Metin alıntısı:
Bir süredir Masumlar Apartmanı ile ilgili konuşmadığımızı fark ettim. Ayıp olmuş! “TRT 1 ekranlarının izlenme rekorları kıran dizisi Masumlar Apartmanı” demek slogan gibi oldu artık bizim için. Zaten tescillendi bildiğiniz üzere. Marketing Türkiye dergisinin yaptığı '2020’nin ‘En’leri araştırmasına göre, yılın en çok beğenilen dizisi Masumlar Apartmanı oldu. Salı akşamları yayınlanan yapımlar arasında reyting yarışında zirveyi kimseye kaptırmayan dizinin son bölümünde Safiye’nin kriz geçirdiği sahneler hepimizi dehşete düşürdü. Gerçekte Safiye’nin bunları yaşamasını bir yana koyacak olursak, Ezgi Mola’nın oyunculuğu da zirve yaptı ve gönlümüzün tahtına oturdu.
Sosyal Medyada “Ezgi Mola çok güzel delirdi” yorumları yapılırken bomba bir haber düştü dün önümüze. Safiye’nin bu halde olmasının nedeni annesi, peki Hasibe’nin bu halde olmasının nedeni neydi acaba?
OGM Pictures imzalı dizinin başrollerini Ezgi Mola, Birkan Sokullu, Farah Zeynep Abdullah ve Merve Dizdar paylaşırken Safiye'nin annesi rolünde izlediğimiz Hasibe karakterine Açelya Devrim Yılhan hayat veriyor.
Her bir anı hayretler içinde izlediğimiz Hasibe ve Safiye sahneleri sonrası hep aynı şeyi düşünüyorum. Eminim siz de bu sorunun cevabını merak etmişsinizdir: Safiye’nin annesi Hasibe’nin bu halde olmasının tek nedeni kocası mıydı? İşte bu düğümü çözecek, taşların birer birer yerine oturmasını sağlayacak bir transfer haberi geldi diziyle ilgili. Masumlar Apartmanı’nın kadrosuna Serpil Gül dahil oluyor. Usta oyuncu Safiye’nin anneannesi Meryem karakterine hayat verecek ve Hasibe ile ilgili gerçekler bu sayede gün yüzüne çıkacak. Safiye ve annesinin travmalarının nedeni açıklığa kavuşacak.

[İşaretleme veri kümesinden alıntılar]
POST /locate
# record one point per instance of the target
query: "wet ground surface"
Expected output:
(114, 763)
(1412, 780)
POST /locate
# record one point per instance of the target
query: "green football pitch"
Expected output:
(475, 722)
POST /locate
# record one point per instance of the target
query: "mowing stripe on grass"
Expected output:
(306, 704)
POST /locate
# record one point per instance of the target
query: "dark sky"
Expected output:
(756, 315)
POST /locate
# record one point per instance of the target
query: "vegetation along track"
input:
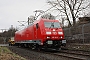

Yapılacak iş: Masumlar Apartmanı dizisiyle ilgili metnin "OGM Pictures imzalı" ile "nedeni açıklığa kavuşacak." arasındaki bölümünü, bu iki ifade de dahil olmak üzere hiç değiştirmeden yeniden yazın. Liste, metinden ayrı ve bağımsız bir malzemedir.

Görevin çözümü:
OGM Pictures imzalı dizinin başrollerini Ezgi Mola, Birkan Sokullu, Farah Zeynep Abdullah ve Merve Dizdar paylaşırken Safiye'nin annesi rolünde izlediğimiz Hasibe karakterine Açelya Devrim Yılhan hayat veriyor.
Her bir anı hayretler içinde izlediğimiz Hasibe ve Safiye sahneleri sonrası hep aynı şeyi düşünüyorum. Eminim siz de bu sorunun cevabını merak etmişsinizdir: Safiye’nin annesi Hasibe’nin bu halde olmasının tek nedeni kocası mıydı? İşte bu düğümü çözecek, taşların birer birer yerine oturmasını sağlayacak bir transfer haberi geldi diziyle ilgili. Masumlar Apartmanı’nın kadrosuna Serpil Gül dahil oluyor. Usta oyuncu Safiye’nin anneannesi Meryem karakterine hayat verecek ve Hasibe ile ilgili gerçekler bu sayede gün yüzüne çıkacak. Safiye ve annesinin travmalarının nedeni açıklığa kavuşacak.